Your tasks:
**1.** Reproduce the stretch from "In the summer" through "organ donation procedures." in the article on parents who publicize their dying children.
**2.** Continue the article on parents who publicize their dying children from the point where it ends.
Page excerpt START
Media Should Adopt Ethical Guidelines for Parents Who Publicize Dying Kids


In the summer of 2013, the parents of young Sarah Murnaghan launched a successful  social media
Sarah Murnaghan
campaign and court case to get lungs for their dying daughter, who suffered from cystic fibrosis.  They did so because donated lungs are in such short supply, that the medical protocols had placed other patients in front of her, who would have derived more benefit from them. Sarah's body rejected the lungs in less than four hours, but she was then given another pair.  The discarded lungs might have saved additional lives. Nearly a year later, Sarah is still ventilator dependent, at a cost to Medicaid of $15,000  a month, while other children, who remained on the list and received lungs after Sarah are back at school.  However, the Murnaghans and their supporters are using Sarah's "miraculous" recovery to pressure change in organ donation procedures.

A Nebraska mother has now turned to the Internet with the story of her one year old son suffering from a chromosomal disorder, who will die if she does not raise sufficient money for him to receive a lung transplant.  Medicaid has refused to pay for the surgery and the story has been picked up by ABC News.

But what is really going on here?  These parents are making darned sure that we don't find out, by publicizing their children's cases while keeping their medical records sealed.  In this way they can control the narrative, and make whatever claims they wish in terms of progress or miraculous recoveries.  Of course the public would still feel sorry for parents with a terminally ill child having  no real chance of recovery. But they wouldn't expend time nor money on such hopeless situations, which proffer a future of painful procedures, and expensive hospitalizations until the child finally succumbs.
Page excerpt END
Data shown START
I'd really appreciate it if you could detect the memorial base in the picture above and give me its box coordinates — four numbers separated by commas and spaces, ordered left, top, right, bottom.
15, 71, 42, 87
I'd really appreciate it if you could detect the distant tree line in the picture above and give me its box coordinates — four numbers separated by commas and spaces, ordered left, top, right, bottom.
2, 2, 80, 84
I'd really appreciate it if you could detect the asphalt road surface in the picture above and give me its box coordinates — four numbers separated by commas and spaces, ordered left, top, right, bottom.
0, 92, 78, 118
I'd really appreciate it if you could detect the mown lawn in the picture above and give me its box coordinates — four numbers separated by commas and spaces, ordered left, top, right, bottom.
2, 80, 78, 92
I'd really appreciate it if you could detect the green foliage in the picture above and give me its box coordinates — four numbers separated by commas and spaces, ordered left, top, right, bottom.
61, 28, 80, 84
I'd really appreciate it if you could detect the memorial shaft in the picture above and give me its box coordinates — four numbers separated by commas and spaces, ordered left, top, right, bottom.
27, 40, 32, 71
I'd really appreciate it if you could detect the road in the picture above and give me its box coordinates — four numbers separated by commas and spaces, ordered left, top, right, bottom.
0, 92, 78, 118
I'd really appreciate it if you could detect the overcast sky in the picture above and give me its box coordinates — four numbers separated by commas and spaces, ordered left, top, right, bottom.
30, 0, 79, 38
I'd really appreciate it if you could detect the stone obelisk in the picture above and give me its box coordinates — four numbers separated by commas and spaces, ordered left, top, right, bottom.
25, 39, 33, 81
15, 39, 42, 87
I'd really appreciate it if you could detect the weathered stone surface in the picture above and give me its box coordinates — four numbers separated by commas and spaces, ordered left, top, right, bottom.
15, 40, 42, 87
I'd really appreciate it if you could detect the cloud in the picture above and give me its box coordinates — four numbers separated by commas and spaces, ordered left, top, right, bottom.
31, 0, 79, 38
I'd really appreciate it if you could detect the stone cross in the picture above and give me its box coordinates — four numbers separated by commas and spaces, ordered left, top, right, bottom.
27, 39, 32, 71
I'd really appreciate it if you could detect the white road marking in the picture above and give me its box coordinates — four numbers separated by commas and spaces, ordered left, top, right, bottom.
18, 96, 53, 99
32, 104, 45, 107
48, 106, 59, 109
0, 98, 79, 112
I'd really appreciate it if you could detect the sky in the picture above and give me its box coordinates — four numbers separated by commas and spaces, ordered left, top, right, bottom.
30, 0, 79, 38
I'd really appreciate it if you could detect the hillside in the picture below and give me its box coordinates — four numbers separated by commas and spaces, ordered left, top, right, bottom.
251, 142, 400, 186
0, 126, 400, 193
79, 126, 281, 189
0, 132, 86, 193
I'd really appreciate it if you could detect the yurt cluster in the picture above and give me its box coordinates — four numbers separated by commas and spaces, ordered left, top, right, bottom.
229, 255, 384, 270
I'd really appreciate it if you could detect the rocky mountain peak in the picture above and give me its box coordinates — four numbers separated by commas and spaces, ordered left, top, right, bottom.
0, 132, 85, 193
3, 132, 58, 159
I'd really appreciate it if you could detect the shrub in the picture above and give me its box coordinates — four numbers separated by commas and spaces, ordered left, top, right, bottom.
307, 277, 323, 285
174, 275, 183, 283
Data shown END
Answers below:
**1.**
In the summer of 2013, the parents of young Sarah Murnaghan launched a successful  social media
Sarah Murnaghan
campaign and court case to get lungs for their dying daughter, who suffered from cystic fibrosis.  They did so because donated lungs are in such short supply, that the medical protocols had placed other patients in front of her, who would have derived more benefit from them. Sarah's body rejected the lungs in less than four hours, but she was then given another pair.  The discarded lungs might have saved additional lives. Nearly a year later, Sarah is still ventilator dependent, at a cost to Medicaid of $15,000  a month, while other children, who remained on the list and received lungs after Sarah are back at school.  However, the Murnaghans and their supporters are using Sarah's "miraculous" recovery to pressure change in organ donation procedures.

**2.**
And then there is the case of thirteen year old Jahi McMath, who was declared brain-dead after complications from tonsil surgery in December 2013. Her parents launched a social media campaign to keep her on a ventilator " giving her time to wake up."   Within a week they had raised $53,000 on gofundme.com.  But those expenses were subsequently taken over by the Terry Schiavo Foundation.   The child's decomposing body is still hooked to a ventilator, while the parents continue to receive prayers and donations from around the country.  The "respected" Los Angeles Times had a momentary dip in journalistic sanity and published the photo of a manicured hand, which it claimed to be that of the brain-dead Jahi. It offered no independent verification that the photo was what it purported to be.

Unconfirmed hand of brain-dead Jahi McMath
What gave both the Jahi McMath, Sarah Murnaghan, and now the Nebraska social media campaigns legitimacy was the fact that they spilled over into the mainstream media, that is, the television networks and newspapers.  While it might be all but impossible to ban pleadings for dying children from the Internet, these cases should, at the very least, not be given further legitimacy by the print and television media.   I have therefore laid out a simple protocol for how such cases should be handled.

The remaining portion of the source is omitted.